> [WRITTEN EXERCISE]:
Find the line containing "Would you be able to pick out the white lane", then output it and every line after it through the end of the listing below, exactly as written.

Point-based annotation data
^^^^^^^^

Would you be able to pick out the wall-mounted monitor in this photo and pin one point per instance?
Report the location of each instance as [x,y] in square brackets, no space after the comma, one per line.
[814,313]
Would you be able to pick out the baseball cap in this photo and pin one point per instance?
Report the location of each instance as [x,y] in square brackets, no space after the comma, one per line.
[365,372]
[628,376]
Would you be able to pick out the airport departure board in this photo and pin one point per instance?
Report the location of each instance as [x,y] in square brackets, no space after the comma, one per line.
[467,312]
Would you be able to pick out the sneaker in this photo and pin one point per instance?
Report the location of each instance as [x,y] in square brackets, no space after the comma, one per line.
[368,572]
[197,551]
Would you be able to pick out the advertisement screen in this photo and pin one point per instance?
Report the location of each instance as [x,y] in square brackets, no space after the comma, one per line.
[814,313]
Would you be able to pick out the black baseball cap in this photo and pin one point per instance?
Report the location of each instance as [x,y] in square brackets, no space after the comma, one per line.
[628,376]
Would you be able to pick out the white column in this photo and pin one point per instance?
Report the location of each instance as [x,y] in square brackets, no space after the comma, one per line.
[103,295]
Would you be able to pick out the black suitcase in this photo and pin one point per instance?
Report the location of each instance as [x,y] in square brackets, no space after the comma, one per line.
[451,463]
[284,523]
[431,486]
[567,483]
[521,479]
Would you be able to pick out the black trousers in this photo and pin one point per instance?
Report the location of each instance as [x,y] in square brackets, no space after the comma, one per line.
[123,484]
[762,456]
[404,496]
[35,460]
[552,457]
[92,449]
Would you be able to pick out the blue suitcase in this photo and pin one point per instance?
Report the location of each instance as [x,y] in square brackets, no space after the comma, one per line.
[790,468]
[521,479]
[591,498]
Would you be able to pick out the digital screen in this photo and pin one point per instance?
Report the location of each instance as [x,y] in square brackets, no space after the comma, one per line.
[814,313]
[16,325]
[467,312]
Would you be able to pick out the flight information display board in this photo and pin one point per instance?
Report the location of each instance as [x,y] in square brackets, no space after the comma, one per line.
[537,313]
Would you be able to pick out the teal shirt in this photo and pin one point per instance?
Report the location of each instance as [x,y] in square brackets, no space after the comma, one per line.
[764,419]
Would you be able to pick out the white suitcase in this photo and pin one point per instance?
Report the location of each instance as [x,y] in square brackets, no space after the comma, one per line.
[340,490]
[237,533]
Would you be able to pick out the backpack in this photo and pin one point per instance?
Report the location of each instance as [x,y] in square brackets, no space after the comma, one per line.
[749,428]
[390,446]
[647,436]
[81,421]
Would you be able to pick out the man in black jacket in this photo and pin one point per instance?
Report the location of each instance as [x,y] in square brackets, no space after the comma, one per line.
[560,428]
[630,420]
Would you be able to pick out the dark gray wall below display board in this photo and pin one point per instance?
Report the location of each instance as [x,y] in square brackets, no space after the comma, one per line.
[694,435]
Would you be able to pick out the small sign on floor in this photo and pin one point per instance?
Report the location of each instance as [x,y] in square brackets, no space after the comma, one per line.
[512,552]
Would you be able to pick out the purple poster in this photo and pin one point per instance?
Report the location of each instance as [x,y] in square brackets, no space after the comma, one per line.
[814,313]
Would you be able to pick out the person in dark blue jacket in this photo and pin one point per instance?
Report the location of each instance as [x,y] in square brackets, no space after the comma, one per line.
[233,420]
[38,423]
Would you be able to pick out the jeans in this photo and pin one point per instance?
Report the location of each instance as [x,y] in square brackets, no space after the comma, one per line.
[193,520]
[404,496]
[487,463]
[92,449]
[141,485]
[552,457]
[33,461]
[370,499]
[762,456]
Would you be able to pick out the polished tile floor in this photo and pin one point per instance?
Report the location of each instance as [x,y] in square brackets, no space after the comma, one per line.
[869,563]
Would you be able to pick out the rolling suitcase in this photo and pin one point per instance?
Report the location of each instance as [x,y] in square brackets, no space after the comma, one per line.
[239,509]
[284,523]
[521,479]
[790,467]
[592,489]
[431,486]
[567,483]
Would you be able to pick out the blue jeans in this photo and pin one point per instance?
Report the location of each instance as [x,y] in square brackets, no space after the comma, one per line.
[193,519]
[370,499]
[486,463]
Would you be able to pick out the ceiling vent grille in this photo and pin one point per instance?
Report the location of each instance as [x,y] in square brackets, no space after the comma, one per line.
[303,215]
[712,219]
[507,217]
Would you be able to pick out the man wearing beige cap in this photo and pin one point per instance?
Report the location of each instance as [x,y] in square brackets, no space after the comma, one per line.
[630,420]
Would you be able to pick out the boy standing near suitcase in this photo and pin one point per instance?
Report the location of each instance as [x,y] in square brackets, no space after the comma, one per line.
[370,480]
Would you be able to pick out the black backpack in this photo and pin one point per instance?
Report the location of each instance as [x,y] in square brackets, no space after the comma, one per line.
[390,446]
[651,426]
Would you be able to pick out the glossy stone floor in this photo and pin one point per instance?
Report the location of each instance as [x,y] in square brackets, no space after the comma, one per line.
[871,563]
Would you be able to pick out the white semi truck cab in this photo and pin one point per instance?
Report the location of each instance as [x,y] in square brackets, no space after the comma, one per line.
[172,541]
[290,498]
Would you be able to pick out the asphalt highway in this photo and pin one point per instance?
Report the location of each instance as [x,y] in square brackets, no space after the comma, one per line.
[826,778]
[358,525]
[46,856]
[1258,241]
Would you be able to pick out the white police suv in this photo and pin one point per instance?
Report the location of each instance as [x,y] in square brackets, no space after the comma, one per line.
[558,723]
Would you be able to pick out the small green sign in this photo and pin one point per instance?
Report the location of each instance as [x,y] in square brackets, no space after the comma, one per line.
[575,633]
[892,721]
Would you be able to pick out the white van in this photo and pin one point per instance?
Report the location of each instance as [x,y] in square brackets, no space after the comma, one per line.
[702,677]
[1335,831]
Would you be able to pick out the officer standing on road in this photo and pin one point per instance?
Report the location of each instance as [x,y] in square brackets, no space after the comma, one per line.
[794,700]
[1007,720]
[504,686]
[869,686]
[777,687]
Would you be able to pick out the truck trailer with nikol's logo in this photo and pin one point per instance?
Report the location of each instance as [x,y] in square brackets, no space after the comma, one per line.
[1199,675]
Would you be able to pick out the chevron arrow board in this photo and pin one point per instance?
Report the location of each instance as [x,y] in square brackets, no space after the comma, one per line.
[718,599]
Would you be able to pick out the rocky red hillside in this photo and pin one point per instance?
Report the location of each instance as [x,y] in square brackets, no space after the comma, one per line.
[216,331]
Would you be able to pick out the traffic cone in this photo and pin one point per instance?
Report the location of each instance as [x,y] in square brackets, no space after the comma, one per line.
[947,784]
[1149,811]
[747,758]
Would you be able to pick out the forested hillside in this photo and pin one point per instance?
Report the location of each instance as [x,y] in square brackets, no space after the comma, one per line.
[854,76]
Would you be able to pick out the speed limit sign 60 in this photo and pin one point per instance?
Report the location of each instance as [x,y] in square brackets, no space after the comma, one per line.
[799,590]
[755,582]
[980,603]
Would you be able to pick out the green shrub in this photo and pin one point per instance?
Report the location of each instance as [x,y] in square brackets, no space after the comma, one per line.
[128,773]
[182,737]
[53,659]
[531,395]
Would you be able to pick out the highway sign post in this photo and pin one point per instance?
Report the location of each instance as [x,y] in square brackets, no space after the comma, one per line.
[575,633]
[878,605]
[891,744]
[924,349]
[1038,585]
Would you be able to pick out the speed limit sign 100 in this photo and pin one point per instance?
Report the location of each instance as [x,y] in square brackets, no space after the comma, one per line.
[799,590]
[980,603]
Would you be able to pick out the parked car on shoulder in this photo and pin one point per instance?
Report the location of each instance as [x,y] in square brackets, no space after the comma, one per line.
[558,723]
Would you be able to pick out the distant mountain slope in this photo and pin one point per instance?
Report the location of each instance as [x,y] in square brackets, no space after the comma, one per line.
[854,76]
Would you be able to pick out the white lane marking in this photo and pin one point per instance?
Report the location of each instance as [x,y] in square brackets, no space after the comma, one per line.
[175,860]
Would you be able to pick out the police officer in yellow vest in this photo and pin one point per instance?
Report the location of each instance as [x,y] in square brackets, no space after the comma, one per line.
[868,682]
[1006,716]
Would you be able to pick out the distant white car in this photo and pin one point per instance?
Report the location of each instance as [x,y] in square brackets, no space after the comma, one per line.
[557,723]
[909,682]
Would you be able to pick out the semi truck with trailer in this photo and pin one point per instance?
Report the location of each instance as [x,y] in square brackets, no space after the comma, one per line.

^^^^^^^^

> [TASK RESPONSE]:
Would you be able to pick out the white lane marking in this photo and pin one point per instance?
Report the location of each instance as [x,y] in square brackets, no space after the comma, one per line.
[175,860]
Would you be able to pick out the police officer in yellow vest in this photo and pin one point per instance?
Report the location of each instance as [x,y] in square brackets, no space after the comma, one per line.
[868,682]
[1006,716]
Would you be able to pick out the distant white car in this photo and pin one point per instance?
Report the location of each instance as [x,y] in square brackets, no space after the comma, one per line.
[557,723]
[909,682]
Would you be able to pick out the semi truck with trailer in this photo and pin one point per instance?
Report the location of each instance as [x,y] in square brackets, no space after the comma, one per line.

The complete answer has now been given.